- Job: Count the lines in the records below that contain the string "shoulder" and reply with only that number.
+++ Source data
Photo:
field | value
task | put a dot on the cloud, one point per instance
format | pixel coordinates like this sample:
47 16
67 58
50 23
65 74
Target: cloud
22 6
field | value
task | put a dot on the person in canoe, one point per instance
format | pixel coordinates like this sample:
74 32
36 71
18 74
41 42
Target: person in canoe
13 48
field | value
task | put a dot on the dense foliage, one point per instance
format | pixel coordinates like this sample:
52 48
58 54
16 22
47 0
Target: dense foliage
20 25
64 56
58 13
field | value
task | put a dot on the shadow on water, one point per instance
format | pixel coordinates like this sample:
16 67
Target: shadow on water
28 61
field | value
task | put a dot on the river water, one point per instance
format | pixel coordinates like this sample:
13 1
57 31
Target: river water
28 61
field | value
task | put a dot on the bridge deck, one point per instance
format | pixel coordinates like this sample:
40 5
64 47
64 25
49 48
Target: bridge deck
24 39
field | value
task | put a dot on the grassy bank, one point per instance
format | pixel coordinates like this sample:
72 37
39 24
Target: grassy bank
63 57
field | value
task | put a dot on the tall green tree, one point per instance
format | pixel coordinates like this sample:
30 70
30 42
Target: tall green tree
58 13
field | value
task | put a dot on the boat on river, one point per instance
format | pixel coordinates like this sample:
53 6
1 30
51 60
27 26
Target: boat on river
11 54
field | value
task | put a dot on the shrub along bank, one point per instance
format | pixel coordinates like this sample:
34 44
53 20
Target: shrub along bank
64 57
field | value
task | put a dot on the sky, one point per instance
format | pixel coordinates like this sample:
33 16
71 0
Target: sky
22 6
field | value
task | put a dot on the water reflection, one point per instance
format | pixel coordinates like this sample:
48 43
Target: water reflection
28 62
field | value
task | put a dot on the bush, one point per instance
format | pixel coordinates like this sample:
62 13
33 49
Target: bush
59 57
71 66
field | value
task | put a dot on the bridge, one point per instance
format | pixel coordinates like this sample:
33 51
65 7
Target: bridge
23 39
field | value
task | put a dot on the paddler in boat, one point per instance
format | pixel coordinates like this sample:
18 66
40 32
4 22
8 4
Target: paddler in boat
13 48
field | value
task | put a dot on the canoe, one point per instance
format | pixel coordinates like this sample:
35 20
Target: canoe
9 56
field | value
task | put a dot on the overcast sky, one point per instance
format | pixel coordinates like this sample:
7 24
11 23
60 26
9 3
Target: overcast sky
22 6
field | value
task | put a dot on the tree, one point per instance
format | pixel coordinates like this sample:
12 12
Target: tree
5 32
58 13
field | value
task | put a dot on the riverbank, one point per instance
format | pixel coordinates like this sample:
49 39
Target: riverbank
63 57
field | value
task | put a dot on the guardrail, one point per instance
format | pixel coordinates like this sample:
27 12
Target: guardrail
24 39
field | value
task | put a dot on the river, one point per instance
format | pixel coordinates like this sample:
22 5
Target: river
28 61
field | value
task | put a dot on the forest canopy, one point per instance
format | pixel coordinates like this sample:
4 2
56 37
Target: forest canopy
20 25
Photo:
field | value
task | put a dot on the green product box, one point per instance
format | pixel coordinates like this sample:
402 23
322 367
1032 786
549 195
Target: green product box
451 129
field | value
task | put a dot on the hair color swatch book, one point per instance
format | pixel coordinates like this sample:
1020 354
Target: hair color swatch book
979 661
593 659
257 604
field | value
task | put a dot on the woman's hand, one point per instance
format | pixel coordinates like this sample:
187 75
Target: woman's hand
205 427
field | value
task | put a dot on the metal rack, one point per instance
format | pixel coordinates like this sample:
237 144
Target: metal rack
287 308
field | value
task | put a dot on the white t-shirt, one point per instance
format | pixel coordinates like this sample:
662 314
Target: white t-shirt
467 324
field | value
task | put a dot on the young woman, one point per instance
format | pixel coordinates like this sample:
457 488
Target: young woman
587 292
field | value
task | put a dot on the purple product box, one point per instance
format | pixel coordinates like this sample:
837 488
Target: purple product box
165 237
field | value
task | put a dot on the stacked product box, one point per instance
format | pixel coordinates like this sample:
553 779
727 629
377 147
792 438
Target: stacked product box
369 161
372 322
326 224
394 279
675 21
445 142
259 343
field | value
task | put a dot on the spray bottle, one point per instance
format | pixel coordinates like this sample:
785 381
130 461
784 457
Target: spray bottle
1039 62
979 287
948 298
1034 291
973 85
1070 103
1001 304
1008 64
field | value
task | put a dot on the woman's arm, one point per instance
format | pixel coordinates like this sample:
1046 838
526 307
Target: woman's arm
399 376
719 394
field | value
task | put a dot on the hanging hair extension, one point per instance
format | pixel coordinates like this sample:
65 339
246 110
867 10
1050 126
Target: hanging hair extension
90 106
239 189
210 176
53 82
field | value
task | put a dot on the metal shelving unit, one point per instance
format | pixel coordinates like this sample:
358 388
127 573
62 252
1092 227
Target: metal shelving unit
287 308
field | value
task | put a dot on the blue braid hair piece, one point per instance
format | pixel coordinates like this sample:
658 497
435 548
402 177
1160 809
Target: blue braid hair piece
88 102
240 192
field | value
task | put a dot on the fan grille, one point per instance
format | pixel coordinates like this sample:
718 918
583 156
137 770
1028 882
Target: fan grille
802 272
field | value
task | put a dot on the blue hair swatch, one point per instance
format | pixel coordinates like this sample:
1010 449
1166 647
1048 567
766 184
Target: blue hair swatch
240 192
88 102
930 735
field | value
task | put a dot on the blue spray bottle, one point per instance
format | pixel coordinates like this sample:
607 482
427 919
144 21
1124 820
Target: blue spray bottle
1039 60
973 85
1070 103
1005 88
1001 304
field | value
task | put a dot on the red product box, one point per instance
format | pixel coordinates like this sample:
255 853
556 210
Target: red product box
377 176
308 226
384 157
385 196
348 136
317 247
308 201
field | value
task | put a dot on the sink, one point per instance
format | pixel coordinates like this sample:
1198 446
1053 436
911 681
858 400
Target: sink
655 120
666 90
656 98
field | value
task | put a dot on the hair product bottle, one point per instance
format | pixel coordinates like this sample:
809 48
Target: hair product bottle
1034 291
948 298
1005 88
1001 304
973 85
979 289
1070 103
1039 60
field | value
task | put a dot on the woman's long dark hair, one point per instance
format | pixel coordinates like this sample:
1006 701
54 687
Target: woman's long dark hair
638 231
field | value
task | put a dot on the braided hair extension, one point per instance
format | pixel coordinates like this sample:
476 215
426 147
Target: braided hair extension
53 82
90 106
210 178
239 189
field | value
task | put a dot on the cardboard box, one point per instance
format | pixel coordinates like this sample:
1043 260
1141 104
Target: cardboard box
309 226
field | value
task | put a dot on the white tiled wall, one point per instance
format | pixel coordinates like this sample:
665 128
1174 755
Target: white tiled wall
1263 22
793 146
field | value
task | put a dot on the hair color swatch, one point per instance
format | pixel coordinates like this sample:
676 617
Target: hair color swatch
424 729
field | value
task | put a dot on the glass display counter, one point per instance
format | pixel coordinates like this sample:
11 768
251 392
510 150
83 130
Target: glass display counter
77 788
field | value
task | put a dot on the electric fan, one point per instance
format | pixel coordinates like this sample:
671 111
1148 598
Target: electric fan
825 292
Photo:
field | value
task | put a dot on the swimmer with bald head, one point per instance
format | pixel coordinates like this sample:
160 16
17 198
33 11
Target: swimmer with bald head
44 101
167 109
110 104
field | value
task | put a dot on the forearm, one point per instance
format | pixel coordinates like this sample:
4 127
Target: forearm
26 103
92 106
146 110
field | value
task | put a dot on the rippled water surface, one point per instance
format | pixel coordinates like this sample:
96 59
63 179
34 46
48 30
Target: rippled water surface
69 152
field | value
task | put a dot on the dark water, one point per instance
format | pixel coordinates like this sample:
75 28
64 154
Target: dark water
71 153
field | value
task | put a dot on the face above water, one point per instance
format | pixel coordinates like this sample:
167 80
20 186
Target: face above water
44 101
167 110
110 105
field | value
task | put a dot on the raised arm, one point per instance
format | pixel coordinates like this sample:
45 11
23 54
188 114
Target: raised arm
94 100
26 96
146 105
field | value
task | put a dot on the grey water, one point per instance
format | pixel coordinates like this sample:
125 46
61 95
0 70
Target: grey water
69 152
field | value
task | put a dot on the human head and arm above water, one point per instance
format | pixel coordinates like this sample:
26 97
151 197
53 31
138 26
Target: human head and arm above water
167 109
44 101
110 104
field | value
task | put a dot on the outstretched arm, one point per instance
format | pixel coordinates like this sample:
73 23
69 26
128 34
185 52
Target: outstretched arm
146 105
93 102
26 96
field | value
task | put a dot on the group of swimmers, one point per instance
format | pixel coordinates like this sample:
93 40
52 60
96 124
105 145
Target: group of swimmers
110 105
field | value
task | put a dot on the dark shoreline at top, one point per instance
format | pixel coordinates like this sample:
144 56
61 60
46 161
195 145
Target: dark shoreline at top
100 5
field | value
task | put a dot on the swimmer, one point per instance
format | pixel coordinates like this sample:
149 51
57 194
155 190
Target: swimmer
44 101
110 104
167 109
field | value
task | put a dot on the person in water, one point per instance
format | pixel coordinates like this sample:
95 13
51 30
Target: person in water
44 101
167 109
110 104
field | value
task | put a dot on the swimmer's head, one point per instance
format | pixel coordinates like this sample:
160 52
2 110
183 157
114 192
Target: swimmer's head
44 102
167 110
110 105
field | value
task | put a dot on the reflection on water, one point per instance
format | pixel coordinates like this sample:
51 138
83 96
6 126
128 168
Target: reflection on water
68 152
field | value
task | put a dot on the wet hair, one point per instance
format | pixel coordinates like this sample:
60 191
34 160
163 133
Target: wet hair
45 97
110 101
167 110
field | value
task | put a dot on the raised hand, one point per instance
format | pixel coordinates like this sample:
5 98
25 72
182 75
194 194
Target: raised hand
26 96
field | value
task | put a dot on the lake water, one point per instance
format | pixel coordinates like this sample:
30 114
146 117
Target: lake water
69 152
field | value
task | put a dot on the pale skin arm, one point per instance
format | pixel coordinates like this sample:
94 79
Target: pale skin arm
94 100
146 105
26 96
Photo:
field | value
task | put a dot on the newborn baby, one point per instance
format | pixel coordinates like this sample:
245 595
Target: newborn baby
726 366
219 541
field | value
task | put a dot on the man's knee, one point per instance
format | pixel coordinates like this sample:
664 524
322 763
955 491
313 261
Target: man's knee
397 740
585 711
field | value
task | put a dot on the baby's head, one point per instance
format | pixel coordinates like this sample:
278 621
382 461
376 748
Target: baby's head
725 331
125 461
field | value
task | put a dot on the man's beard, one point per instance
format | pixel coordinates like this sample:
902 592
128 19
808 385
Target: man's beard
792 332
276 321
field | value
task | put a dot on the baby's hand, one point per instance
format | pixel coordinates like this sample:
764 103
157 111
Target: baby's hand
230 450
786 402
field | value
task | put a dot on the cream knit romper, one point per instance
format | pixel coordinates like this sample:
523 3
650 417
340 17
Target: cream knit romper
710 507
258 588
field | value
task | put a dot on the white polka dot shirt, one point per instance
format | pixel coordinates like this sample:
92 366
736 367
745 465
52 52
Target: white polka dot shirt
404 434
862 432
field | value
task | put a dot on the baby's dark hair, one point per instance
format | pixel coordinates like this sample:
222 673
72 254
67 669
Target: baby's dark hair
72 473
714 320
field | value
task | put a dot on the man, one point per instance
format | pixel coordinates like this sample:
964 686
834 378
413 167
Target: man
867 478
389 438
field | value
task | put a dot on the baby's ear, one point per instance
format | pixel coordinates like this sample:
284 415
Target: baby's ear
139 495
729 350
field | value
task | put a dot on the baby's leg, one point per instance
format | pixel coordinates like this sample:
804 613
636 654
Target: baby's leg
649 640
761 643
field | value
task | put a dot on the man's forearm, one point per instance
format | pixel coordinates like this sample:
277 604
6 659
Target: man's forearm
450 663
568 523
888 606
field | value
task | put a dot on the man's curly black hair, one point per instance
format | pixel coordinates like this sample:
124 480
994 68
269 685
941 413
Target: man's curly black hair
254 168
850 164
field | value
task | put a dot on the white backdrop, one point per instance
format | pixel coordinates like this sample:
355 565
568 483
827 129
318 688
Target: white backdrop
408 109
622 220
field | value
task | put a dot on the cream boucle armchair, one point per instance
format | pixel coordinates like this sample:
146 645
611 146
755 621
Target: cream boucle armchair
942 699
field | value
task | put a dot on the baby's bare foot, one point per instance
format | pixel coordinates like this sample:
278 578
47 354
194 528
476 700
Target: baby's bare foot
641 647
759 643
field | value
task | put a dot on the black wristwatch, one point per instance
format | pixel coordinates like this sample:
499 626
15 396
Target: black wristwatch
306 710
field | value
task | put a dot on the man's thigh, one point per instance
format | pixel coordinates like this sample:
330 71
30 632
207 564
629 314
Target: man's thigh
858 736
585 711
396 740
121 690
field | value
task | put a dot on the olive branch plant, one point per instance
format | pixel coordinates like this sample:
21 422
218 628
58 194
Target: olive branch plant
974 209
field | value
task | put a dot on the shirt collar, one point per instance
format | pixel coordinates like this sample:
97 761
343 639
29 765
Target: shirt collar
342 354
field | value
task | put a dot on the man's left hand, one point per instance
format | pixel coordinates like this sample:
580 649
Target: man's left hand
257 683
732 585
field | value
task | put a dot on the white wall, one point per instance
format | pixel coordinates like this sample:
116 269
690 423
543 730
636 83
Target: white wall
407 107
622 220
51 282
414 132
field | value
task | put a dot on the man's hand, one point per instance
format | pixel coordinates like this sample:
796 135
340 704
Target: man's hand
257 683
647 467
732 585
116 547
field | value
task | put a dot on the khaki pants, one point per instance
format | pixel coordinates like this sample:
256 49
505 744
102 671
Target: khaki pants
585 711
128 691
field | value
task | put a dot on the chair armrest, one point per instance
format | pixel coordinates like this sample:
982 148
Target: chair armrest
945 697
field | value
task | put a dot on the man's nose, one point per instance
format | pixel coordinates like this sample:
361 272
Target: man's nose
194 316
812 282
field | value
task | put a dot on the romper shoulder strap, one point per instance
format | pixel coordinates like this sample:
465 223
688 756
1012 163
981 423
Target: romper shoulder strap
++++++
- The solution: 2